Stated problem | Copy out the records line for line, starting at the line containing "Where can you spot the large" and stopping after the line containing "[[84, 203]]". Give only those lines, both ends included.

◇ ◇ ◇

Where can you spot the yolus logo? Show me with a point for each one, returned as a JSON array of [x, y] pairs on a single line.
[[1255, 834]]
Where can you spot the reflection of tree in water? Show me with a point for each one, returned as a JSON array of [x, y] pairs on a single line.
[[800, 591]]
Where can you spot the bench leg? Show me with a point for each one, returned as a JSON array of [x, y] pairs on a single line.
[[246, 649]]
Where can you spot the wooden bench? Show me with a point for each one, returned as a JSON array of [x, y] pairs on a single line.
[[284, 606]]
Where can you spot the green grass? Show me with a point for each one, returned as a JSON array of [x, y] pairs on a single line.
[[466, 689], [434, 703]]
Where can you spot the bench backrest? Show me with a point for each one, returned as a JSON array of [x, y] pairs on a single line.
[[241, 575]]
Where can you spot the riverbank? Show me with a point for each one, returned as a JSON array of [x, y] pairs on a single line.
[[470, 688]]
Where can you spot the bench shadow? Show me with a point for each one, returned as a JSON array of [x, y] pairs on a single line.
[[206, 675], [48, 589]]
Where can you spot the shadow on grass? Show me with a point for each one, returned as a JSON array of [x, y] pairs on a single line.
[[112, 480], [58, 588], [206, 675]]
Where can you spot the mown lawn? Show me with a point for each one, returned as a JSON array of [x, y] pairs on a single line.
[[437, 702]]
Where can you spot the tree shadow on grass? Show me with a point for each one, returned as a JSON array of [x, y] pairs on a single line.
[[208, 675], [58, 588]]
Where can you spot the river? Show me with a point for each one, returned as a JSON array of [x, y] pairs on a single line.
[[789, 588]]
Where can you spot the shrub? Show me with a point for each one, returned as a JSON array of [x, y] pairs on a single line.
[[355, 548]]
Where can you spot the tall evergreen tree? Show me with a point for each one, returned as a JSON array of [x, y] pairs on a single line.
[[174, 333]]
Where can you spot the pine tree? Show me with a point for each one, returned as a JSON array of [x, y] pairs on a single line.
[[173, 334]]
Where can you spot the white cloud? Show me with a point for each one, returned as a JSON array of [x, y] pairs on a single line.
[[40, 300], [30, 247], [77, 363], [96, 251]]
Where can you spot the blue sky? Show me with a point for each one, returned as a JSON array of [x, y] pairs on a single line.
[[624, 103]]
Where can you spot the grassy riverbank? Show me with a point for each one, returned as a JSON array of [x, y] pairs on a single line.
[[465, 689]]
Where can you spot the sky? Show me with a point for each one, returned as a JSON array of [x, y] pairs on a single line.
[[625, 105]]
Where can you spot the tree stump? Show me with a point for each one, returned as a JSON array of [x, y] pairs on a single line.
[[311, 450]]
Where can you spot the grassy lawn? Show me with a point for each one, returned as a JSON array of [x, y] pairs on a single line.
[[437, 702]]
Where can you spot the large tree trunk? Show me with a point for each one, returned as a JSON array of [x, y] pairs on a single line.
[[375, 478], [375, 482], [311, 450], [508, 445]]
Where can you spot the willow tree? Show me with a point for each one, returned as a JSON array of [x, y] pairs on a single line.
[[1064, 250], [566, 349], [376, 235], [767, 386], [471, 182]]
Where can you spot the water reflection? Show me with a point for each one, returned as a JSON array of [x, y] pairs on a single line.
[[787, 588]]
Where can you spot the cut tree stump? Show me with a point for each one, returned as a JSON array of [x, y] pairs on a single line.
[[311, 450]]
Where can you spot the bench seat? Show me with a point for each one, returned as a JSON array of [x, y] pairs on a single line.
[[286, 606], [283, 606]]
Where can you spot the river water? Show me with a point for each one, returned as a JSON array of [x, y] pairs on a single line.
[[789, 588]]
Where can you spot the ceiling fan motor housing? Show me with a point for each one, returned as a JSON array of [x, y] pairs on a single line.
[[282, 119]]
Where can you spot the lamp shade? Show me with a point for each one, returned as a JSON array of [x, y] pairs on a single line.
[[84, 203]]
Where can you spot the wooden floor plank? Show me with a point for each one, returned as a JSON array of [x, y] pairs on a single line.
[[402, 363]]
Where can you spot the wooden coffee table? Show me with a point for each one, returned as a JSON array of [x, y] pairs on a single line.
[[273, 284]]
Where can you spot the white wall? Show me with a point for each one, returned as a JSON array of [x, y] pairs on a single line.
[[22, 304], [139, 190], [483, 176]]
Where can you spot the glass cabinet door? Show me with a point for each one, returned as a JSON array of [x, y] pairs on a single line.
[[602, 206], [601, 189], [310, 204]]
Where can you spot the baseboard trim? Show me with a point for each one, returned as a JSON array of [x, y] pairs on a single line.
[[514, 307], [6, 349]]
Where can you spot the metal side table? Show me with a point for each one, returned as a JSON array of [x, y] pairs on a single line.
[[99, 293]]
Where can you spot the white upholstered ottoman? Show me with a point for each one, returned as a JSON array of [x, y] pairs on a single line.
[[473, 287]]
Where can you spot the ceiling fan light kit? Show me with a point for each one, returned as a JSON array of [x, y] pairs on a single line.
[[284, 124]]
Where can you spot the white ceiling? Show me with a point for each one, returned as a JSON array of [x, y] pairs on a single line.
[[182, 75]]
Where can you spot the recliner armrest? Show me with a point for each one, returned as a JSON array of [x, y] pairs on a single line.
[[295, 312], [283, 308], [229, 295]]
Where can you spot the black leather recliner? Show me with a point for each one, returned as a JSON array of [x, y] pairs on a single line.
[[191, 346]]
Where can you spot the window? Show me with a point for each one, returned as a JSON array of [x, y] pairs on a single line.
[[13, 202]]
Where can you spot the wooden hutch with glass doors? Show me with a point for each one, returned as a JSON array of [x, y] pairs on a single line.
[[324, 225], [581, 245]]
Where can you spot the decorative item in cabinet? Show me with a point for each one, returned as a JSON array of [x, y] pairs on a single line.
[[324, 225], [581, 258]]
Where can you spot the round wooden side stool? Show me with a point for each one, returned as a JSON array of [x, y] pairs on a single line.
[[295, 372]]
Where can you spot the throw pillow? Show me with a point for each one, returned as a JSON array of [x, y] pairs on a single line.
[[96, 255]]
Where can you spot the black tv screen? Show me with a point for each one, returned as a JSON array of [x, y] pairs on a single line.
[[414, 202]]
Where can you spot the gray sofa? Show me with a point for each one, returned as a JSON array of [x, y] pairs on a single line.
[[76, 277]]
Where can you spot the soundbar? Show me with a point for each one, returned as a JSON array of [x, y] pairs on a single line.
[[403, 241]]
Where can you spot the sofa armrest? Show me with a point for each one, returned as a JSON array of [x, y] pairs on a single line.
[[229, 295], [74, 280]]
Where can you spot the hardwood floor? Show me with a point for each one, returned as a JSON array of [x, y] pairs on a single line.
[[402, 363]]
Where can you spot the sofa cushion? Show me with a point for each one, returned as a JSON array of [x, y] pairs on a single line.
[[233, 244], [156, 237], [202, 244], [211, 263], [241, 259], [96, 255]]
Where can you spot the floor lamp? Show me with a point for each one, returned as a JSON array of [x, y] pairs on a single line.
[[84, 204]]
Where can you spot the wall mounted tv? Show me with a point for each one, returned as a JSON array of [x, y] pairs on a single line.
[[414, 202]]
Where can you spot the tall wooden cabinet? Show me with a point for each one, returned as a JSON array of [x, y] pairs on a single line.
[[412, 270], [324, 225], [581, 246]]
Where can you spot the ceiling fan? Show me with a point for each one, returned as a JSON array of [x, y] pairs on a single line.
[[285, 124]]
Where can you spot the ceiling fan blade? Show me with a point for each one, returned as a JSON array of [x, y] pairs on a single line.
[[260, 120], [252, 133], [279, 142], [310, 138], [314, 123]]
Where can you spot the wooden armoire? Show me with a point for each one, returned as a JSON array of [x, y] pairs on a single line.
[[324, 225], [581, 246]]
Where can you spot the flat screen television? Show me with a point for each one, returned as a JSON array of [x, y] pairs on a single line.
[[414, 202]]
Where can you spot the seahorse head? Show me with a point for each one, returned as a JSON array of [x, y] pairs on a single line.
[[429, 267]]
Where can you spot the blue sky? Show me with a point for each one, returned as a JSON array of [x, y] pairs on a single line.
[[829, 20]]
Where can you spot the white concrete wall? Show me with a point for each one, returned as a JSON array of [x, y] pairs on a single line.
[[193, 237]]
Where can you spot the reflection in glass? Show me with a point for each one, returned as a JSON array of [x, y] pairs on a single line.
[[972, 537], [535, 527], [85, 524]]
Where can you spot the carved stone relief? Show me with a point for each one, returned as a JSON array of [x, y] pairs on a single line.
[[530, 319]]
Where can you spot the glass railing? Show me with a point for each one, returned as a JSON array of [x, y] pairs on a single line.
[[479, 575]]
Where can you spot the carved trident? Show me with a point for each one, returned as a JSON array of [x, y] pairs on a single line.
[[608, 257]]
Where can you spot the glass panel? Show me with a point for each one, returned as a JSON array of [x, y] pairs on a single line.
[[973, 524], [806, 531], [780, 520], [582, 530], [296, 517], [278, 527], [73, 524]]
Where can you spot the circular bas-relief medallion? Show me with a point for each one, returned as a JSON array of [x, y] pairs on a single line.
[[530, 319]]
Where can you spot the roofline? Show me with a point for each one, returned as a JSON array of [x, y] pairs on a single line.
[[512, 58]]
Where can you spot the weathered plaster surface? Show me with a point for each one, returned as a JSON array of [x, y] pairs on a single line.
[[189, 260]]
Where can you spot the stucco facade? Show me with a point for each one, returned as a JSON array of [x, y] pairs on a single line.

◇ ◇ ◇

Answer to the exercise |
Where can you spot the large tree trunk? Show me with a point for each one, returned as a JSON array of [x, y] pairs on a single line.
[[375, 478], [375, 482], [311, 450], [508, 445]]
Where can you spot the willow tree? Show me with a point for each one, returned as a JSON array of [x, y] pairs on a single line.
[[1064, 250], [566, 349], [376, 235], [767, 386], [471, 182]]
Where can you spot the water reflection? Show me with a point for each one, returned as a JSON array of [x, y] pairs on a single line.
[[787, 588]]
Where can you spot the cut tree stump? Show me with a point for each one, returned as a JSON array of [x, y] pairs on a single line.
[[311, 450]]
Where can you spot the bench seat? Show me with a point for each one, returned as a JSON array of [x, y] pairs on a single line.
[[286, 606], [283, 606]]
Where can you spot the river water? Show me with a point for each one, returned as a JSON array of [x, y] pairs on a single line.
[[789, 588]]
Where can you spot the ceiling fan motor housing? Show me with a point for each one, returned as a JSON array of [x, y] pairs on a single line.
[[282, 119]]
Where can you spot the lamp shade? Show me with a point for each one, returned as a JSON array of [x, y] pairs on a single line.
[[84, 203]]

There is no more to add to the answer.